DATA TO PROCESS: Begin

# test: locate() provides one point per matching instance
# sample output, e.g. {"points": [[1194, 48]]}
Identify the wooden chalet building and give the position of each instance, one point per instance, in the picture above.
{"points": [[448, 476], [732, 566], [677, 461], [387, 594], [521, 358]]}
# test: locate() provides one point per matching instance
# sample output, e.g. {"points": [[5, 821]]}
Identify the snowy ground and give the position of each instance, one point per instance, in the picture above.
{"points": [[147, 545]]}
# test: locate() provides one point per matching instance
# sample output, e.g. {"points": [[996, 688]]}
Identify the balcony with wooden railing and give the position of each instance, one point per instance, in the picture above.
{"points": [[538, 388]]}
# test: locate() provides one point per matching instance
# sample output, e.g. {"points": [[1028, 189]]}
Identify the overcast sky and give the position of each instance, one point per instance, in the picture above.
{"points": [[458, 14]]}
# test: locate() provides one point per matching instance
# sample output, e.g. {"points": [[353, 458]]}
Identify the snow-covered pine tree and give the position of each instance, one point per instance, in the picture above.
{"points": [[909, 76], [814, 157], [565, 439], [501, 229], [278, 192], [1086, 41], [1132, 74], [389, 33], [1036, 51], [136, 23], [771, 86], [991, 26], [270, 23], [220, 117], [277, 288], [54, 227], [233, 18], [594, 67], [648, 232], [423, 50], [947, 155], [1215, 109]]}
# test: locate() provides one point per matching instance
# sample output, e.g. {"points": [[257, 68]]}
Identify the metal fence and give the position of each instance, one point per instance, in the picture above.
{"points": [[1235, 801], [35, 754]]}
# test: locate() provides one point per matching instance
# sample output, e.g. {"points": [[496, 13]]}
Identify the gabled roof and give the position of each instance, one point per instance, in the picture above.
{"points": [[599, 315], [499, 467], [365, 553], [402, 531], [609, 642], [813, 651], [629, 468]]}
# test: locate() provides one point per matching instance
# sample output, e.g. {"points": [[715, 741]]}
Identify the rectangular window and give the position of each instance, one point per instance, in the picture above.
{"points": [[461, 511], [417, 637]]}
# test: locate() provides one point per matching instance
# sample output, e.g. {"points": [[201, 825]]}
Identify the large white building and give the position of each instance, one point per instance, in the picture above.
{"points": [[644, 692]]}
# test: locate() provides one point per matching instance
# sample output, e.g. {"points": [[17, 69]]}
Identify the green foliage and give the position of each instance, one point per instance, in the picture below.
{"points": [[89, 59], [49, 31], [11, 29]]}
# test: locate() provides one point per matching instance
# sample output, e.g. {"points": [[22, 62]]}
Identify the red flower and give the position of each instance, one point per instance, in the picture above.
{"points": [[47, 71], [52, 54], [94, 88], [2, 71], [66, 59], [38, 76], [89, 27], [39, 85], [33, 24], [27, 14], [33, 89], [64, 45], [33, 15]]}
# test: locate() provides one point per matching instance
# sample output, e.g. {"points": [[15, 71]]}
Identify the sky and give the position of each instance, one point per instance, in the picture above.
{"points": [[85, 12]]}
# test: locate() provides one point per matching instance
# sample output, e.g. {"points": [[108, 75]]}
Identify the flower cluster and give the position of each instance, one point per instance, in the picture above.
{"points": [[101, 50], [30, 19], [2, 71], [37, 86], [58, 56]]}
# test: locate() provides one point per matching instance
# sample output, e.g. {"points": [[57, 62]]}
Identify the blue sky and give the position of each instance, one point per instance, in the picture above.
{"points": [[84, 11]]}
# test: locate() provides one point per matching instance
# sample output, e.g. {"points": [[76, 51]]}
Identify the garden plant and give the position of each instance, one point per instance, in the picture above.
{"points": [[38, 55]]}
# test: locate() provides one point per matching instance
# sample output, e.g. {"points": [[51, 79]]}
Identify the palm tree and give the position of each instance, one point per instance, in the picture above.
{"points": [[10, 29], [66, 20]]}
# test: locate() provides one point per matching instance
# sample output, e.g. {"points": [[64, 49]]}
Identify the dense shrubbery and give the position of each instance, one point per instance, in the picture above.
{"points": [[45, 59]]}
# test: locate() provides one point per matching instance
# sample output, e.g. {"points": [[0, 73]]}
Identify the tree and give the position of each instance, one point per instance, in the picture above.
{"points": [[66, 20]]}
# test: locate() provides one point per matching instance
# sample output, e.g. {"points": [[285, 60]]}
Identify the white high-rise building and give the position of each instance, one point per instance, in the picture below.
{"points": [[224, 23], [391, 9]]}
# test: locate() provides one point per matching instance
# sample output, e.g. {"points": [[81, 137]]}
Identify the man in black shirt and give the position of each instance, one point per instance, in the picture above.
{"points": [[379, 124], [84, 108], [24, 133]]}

DATA TO PROCESS: End

◆ **WORK TO COMPLETE**
Reproduce every record in full, keeping each one exactly as it reads.

◆ **ANSWER AREA**
# test: locate() provides one point per matching instance
# sample output, e.g. {"points": [[1194, 48]]}
Identify the wooden chalet building and give the position of each instance, one point per instance, in the picture above.
{"points": [[448, 476], [732, 566], [677, 461], [387, 594], [521, 358]]}
# test: locate() provides one point per matching instance
# sample output, e.g. {"points": [[5, 821]]}
Identify the snowy ground and give the position of each instance, one point per instance, in the picture above.
{"points": [[147, 545]]}
# test: locate() provides one point per matching instance
# sample output, e.g. {"points": [[996, 688]]}
Identify the balcony with wooden railing and give the position of each instance, one point per instance, in the picture above.
{"points": [[538, 388]]}
# test: locate() provides one point per matching instance
# sample output, e.g. {"points": [[1028, 189]]}
Identify the overcast sky and give the position of each instance, one point per instance, in the picture above.
{"points": [[458, 14]]}
# test: locate() provides one point per matching instance
# sample output, e.g. {"points": [[353, 458]]}
Identify the snow-covered pine tree and give the position of each instance, one point per instance, in the picture above.
{"points": [[909, 76], [814, 157], [565, 439], [501, 229], [278, 192], [1086, 41], [1132, 74], [389, 33], [1036, 51], [136, 23], [771, 86], [991, 26], [270, 23], [220, 117], [277, 288], [54, 227], [233, 18], [594, 67], [648, 232], [423, 50], [947, 155], [1215, 109]]}
# test: locate() provides one point per matching instance
# sample output, e.g. {"points": [[257, 68]]}
Identify the metal fence and give the position of each instance, one point per instance, in the picture above.
{"points": [[1235, 801], [35, 754]]}
# test: locate() provides one point per matching instance
# sample output, e.g. {"points": [[496, 13]]}
Identify the gabled roof and give the position of each instance, one point per instance, in the picture above.
{"points": [[599, 315], [499, 467], [365, 553], [402, 531], [609, 642], [813, 651], [629, 468]]}
# test: locate() provides one point per matching instance
# sample output, e.g. {"points": [[715, 741]]}
Identify the rectangular window and give the position of each instance, one point per instance, in the picture above.
{"points": [[461, 511], [417, 637]]}
# test: locate() provides one point per matching instance
# sample output, e.g. {"points": [[201, 825]]}
Identify the large white building and give the position of each instance, one point per instance, in the picture above.
{"points": [[644, 692]]}
# test: locate() provides one point per matching instance
# sample output, e.g. {"points": [[17, 69]]}
Identify the green foliage and give the position of each instance, one point per instance, in the picture below.
{"points": [[89, 59], [49, 31], [11, 29]]}
# test: locate() provides one point per matching instance
# sample output, e.g. {"points": [[22, 62]]}
Identify the red flower and give the position of each instance, one point per instance, in the picture above.
{"points": [[47, 71], [52, 54], [94, 88], [2, 71], [66, 59], [38, 76], [89, 27], [39, 85], [33, 24], [27, 14], [33, 89], [64, 45], [33, 15]]}
# test: locate() provides one point per matching instance
# sample output, e.g. {"points": [[15, 71]]}
Identify the sky and give the position of each instance, one point per instance, in the picture above.
{"points": [[85, 12]]}
# test: locate() provides one point per matching instance
# sample output, e.g. {"points": [[108, 75]]}
Identify the flower cluster and give the position of each instance, one point per instance, in the picture above.
{"points": [[101, 50], [30, 19], [2, 71], [37, 86], [58, 56]]}
# test: locate() provides one point per matching instance
# sample output, e.g. {"points": [[57, 62]]}
Identify the blue sky and give the position of each instance, one point per instance, in the picture above.
{"points": [[84, 11]]}
# test: locate() provides one point per matching instance
# sample output, e.g. {"points": [[76, 51]]}
Identify the garden plant and give the position of each instance, one point per instance, in the picture above.
{"points": [[38, 55]]}
# test: locate() provides one point per matching instance
# sample output, e.g. {"points": [[51, 79]]}
Identify the palm tree and give the position of each instance, one point per instance, in the picture above.
{"points": [[10, 29], [66, 20]]}
# test: locate() provides one point per matching instance
# sample output, e.g. {"points": [[64, 49]]}
Identify the dense shrubbery and give the position of each instance, one point per instance, in the picture above.
{"points": [[45, 59]]}
# test: locate() provides one point per matching instance
# sample output, e.g. {"points": [[0, 73]]}
Identify the tree and give the position of each instance, one point per instance, in the picture above.
{"points": [[66, 20]]}
# test: locate() provides one point per matching instance
# sample output, e.g. {"points": [[285, 60]]}
Identify the white high-rise building and give the position of each instance, one point per instance, in the picture below.
{"points": [[224, 23], [391, 9]]}
# test: locate() provides one point per matching instance
# sample output, e.g. {"points": [[81, 137]]}
Identify the man in black shirt and give the position of each instance, one point per instance, in the picture above.
{"points": [[379, 124], [84, 108], [24, 133]]}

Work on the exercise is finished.